Work instructions: Retype the whole listing, please, keeping every line exact and dropping the pictures.

Records shown:
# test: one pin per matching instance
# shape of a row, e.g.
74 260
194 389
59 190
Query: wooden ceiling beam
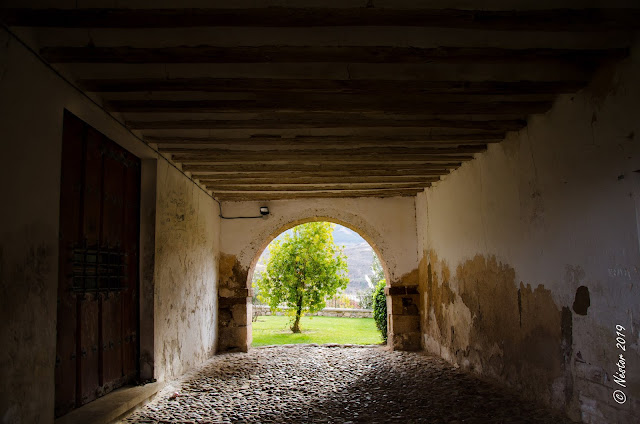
288 154
364 105
527 20
333 169
422 172
335 141
237 179
328 120
254 85
336 54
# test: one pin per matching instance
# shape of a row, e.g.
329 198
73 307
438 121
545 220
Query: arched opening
341 316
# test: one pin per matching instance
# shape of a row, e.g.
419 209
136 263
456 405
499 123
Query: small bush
380 309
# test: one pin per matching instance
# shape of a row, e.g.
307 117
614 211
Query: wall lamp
264 211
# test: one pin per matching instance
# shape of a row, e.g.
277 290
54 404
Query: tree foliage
380 308
377 274
376 270
305 266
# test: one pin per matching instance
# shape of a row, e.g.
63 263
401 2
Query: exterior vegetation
304 268
272 330
380 309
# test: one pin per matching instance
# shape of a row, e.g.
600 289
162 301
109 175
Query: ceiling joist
526 20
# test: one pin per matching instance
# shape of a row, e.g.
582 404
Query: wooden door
97 329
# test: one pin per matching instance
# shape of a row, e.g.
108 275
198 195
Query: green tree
305 266
380 308
377 273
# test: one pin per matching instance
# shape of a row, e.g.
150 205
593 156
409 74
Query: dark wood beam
334 169
334 141
218 187
305 180
280 172
320 160
253 85
341 54
528 20
286 154
328 120
365 105
240 196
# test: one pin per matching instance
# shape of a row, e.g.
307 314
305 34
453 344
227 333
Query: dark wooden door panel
98 281
112 239
130 295
71 198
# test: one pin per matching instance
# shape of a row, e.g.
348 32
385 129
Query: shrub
380 309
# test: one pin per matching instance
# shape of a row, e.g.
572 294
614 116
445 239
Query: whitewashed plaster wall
507 239
32 102
387 224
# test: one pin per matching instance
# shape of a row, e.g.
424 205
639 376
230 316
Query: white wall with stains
508 238
186 274
32 102
388 225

The output:
# test: one pin per matching instance
# shape of a row, e.g.
74 260
194 389
59 190
Query: wooden ceiling beam
288 154
364 105
527 20
333 169
422 172
335 141
237 179
328 120
254 85
336 54
# test: one pin per matching instance
# shape of a row, e.g.
329 198
73 307
438 121
545 220
Query: arched opening
341 316
# test: one pin per matching instance
# shape of a row, e.g.
419 209
136 263
456 405
499 123
Query: small bush
380 309
# test: one pin per matching instance
# shape of a row, e.g.
307 117
614 211
Query: wall lamp
264 211
# test: one pin per matching instance
# shape of a row, e.g.
277 290
54 404
Query: tree foliage
380 308
377 274
376 270
305 266
# test: one pin per matching instance
# shape of a row, e.g.
63 263
401 2
Query: exterior vegetation
304 268
272 330
380 309
# test: one pin per matching instance
# shape of a row, e.g.
600 289
162 301
109 175
Query: ceiling joist
526 20
# test: one pin per matching instance
# shape of a row, e.g.
582 404
Query: wooden door
97 329
# test: one pin per matching instance
# shape of a row, e.g.
108 275
198 195
Query: green tree
305 266
380 308
377 273
# test: one pin per matching instance
# shape of a row, e.g.
150 205
593 156
409 74
Query: dark wood beam
334 169
334 141
218 187
305 180
280 172
320 160
253 85
341 54
528 20
286 154
328 120
365 105
240 196
# test: one pin per matching instance
# shape of a row, e.g.
307 314
305 34
453 344
227 333
Query: dark wooden door panel
98 281
112 239
130 295
71 198
# test: one pin per matching instance
# shape of a row, e.g.
348 32
385 129
Query: shrub
380 309
# test: one pin per matching instance
# shape of a row, e.g.
572 294
614 116
445 239
Query: whitewashed plaster wall
507 239
32 102
387 224
# test: one pin per matching instance
# shape of a row, e.g.
424 205
639 376
230 316
Query: white wall with stains
508 238
186 274
32 102
388 225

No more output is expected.